Position annotation records:
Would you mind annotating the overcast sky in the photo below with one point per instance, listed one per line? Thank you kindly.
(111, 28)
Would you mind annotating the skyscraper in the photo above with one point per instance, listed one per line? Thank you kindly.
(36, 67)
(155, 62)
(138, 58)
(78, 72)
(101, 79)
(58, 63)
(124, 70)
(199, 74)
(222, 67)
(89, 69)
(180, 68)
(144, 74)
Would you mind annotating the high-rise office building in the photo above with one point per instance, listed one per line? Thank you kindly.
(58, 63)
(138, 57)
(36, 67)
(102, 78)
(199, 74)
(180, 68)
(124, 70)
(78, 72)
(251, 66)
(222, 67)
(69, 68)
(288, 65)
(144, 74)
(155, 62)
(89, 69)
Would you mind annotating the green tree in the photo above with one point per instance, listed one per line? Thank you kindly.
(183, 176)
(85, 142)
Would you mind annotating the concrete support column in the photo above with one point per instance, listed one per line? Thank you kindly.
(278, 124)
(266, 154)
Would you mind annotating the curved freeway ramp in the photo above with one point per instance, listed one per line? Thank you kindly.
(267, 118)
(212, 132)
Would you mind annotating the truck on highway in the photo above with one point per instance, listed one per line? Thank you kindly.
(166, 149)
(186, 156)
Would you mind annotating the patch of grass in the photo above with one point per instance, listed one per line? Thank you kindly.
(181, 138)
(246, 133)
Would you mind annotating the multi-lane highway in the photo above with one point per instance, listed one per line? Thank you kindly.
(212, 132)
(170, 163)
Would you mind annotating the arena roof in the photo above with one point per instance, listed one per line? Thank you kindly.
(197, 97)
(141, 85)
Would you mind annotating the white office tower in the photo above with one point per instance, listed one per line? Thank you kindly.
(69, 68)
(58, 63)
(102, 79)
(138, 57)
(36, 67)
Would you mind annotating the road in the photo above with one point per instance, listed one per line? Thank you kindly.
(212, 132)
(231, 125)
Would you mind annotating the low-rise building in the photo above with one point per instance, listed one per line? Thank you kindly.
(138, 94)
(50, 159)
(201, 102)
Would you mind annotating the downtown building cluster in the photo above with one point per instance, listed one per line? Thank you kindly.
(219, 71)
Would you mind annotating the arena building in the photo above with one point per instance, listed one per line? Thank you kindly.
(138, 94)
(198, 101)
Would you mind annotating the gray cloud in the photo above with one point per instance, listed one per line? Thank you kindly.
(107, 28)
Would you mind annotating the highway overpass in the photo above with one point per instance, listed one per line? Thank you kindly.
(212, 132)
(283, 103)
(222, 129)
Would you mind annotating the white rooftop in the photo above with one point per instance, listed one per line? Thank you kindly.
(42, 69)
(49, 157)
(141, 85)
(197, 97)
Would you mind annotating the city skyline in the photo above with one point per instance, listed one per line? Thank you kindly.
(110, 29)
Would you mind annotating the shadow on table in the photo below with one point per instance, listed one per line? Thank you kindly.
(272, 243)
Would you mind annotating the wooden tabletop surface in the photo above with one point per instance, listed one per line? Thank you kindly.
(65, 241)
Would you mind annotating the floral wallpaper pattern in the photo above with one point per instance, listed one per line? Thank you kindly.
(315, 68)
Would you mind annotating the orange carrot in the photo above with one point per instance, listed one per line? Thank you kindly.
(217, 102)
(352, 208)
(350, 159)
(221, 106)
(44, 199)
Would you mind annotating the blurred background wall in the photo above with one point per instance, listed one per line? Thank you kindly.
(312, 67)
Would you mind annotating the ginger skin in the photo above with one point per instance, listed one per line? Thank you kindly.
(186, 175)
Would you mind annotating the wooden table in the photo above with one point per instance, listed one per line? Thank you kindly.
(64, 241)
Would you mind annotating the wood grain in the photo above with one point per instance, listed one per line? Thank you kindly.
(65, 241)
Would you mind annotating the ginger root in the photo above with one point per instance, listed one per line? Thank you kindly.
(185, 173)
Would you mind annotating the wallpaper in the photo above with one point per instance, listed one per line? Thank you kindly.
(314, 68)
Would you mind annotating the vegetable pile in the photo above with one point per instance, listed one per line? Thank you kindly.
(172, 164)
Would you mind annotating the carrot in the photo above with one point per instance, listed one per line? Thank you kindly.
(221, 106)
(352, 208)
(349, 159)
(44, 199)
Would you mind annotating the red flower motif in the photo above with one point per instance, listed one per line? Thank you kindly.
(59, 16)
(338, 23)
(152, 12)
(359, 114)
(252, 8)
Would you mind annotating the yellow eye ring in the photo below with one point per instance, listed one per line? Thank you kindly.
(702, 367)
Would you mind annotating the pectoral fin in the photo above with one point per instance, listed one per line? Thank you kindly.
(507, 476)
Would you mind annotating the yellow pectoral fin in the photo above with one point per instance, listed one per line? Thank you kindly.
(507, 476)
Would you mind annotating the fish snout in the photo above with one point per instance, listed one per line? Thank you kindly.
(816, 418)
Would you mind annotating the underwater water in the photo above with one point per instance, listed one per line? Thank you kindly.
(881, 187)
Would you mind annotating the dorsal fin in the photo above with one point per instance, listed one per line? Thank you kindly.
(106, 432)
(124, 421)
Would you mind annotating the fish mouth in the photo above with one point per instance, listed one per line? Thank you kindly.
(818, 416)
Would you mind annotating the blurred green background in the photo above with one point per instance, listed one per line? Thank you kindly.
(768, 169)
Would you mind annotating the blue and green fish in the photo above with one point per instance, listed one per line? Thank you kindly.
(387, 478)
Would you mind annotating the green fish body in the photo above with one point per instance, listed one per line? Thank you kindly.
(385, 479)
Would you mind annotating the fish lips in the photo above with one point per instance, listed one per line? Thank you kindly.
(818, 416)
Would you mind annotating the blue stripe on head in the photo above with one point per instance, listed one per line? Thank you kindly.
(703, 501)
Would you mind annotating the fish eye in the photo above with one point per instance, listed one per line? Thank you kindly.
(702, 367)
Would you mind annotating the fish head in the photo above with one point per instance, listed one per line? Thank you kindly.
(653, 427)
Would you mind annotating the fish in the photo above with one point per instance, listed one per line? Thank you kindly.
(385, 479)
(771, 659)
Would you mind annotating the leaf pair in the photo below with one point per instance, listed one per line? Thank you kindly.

| WHAT TO WORK ON |
Reproduce the data above in full, replacing every "one point per instance" with "a single point for each instance" and leaving everything else unchanged.

| COMPLETED EXERCISE |
Would you mind annotating the overcast sky in the photo below with a single point for each instance, listed one per line? Thank you kindly.
(111, 28)
Would you mind annotating the skyscraper in the photo above with a single point for each instance, listed one per line? Thank you kindly.
(36, 67)
(155, 62)
(138, 58)
(78, 72)
(101, 79)
(58, 63)
(124, 70)
(199, 74)
(222, 67)
(89, 69)
(180, 68)
(144, 74)
Would you mind annotating the high-rise office building in the photo above with a single point for each instance, listed one per line? Thank you kindly.
(58, 63)
(138, 57)
(36, 67)
(102, 78)
(199, 74)
(180, 68)
(124, 70)
(78, 72)
(251, 66)
(222, 67)
(69, 68)
(288, 65)
(144, 74)
(155, 62)
(89, 69)
Would you mind annotating the green tree in the photo above with a single point for each instance, listed one per line? Thank you kindly.
(183, 176)
(85, 142)
Would you mind annotating the concrete support column in the photo above with a single point for each instance, listed one per line? Thank you kindly.
(278, 124)
(266, 154)
Would you mind annotating the curved freeway ramp in the photo above with a single point for each instance, listed one per line? Thank you kindly.
(267, 118)
(212, 132)
Would you mind annotating the truck on highway in the photo above with a single point for each instance, listed one per line? Thank you kindly.
(166, 149)
(186, 156)
Would you mind annotating the patch of grass in the photo above with a single point for each instance, listed one per line? Thank you kindly.
(181, 138)
(246, 133)
Would you mind annotating the multi-lane highway in the photo above with a single point for each instance, listed one per line? Thank you kindly.
(212, 132)
(170, 163)
Would you mind annotating the arena roof in the photo above with a single point for each instance, listed one per line? Thank you kindly.
(197, 97)
(141, 85)
Would you mind annotating the white office tower in the photo above with a single point for each instance, listed one per line? Thank you kindly.
(69, 68)
(58, 63)
(102, 79)
(138, 57)
(36, 67)
Would you mind annotating the road in the photo above with a single point for each instance, listed one per line? Thank you kindly.
(212, 132)
(231, 125)
Would you mind annotating the low-rise building in the photo above with a single point for each instance, listed one per line? Thank you kindly.
(138, 94)
(50, 159)
(201, 102)
Would you mind annotating the downtown building cluster in the photo above with a single point for each instance, listed one per line? Thank you kindly.
(219, 71)
Would you mind annotating the arena building in the photo above with a single point for each instance, listed one per line? Thank you kindly.
(138, 94)
(198, 101)
Would you mind annotating the gray cloud in the photo above with a single point for each instance, listed one per line? Thank you kindly.
(107, 28)
Would you mind annotating the highway overpass in the photo above with a single point for each instance, listed one per line? Thank you kindly.
(212, 132)
(283, 103)
(222, 129)
Would you mind annotating the white rooftop in the photo above with a single point for each instance, listed one per line? Thank you kindly.
(42, 69)
(49, 157)
(141, 85)
(197, 97)
Would you mind annotating the city skyline in the photo above with a single point for each instance, listed one per line? Thank you kindly.
(110, 29)
Would you mind annotating the shadow on table in the photo below with a single point for each instance, listed one per line? Thank you kindly.
(272, 243)
Would you mind annotating the wooden tabletop surface in the photo above with a single point for each instance, listed one per line? Thank you kindly.
(65, 241)
Would you mind annotating the floral wallpaper pattern in the photo above with a single point for each instance, listed one per line? Thank you kindly.
(315, 68)
Would you mind annotating the orange carrot in the photo above with a single point for each instance, listed one per line? Thank you kindly.
(217, 102)
(352, 208)
(350, 159)
(221, 106)
(44, 199)
Would you mind annotating the blurred background wall in the photo above with a single point for each instance, listed one per line? Thank you kindly.
(312, 67)
Would you mind annotating the ginger skin in the photo above with a single point for each instance, listed one per line? Thank you kindly.
(186, 175)
Would you mind annotating the wooden table in the photo above with a single point for each instance, listed one per line? Thank you kindly.
(64, 241)
Would you mind annotating the wood grain in the photo above with a single point for each instance, listed one per line? Thank you kindly.
(65, 241)
Would you mind annotating the ginger root in the photo above with a single point for each instance, listed one per line? Thank you kindly.
(185, 173)
Would you mind annotating the wallpaper in the photo above with a single point for each instance, listed one per line? Thank you kindly.
(314, 68)
Would you mind annotating the vegetable pile in the photo above with a single point for each instance, listed one per line? Thank you kindly.
(172, 164)
Would you mind annotating the carrot in the photo above with a single point for each instance, listed one per line? Thank you kindly.
(221, 106)
(352, 208)
(349, 159)
(44, 199)
Would you mind annotating the red flower motif in the photo above with a single point for each instance, listed one per line? Thank you kindly.
(59, 16)
(338, 23)
(152, 12)
(359, 114)
(252, 8)
Would you mind annotating the yellow eye ring in the photo below with a single point for each instance, listed one per line? Thank you kindly.
(702, 367)
Would you mind annotating the pectoral fin in the photo above with a single point for each instance, listed one per line? Thank you kindly.
(507, 476)
Would you mind annotating the yellow pectoral fin in the photo above with a single point for each instance, listed one per line? Thank you kindly.
(507, 476)
Would you mind annotating the fish snout in the photo above with a single point for each instance, listed one per line? Thank you kindly.
(816, 418)
Would you mind annotating the underwater water in the photo above with a single point for each instance, listed one per line? Thank you kindly.
(881, 187)
Would you mind annotating the dorsal fin in the photo above with a single point for each instance, listed one per line? Thank you kindly.
(106, 432)
(124, 421)
Would you mind annotating the fish mouth in the photo above with a single point for each instance, listed one per line? Thank you kindly.
(818, 416)
Would you mind annotating the blurred green background in the photo above with a single point for each instance, listed one per line? Thank you kindly.
(768, 169)
Would you mind annotating the blue and green fish in the photo above with a single point for each instance, listed one per line? Thank you kindly.
(387, 478)
Would you mind annotating the green fish body in the photo above with a single point for each instance, listed one per line? Thank you kindly.
(385, 479)
Would you mind annotating the fish lips in the photo above with a single point for each instance, listed one per line? Thank you kindly.
(818, 416)
Would you mind annotating the blue stripe on head in the photo above with a single point for each instance, listed one per line? Thank you kindly.
(703, 501)
Would you mind annotating the fish eye in the photo above with a single point for each instance, listed one per line? Thank you kindly.
(702, 367)
Would you mind annotating the fish head in the photo above with a single point for each instance, listed one per line? Thank you kindly.
(653, 427)
Would you mind annotating the fish in the photo above with a single point for each instance, listed one per line? Thank you kindly.
(385, 479)
(771, 659)
Would you mind annotating the leaf pair in the photo below with a single point for each instance, listed one per line? Thank you kindly.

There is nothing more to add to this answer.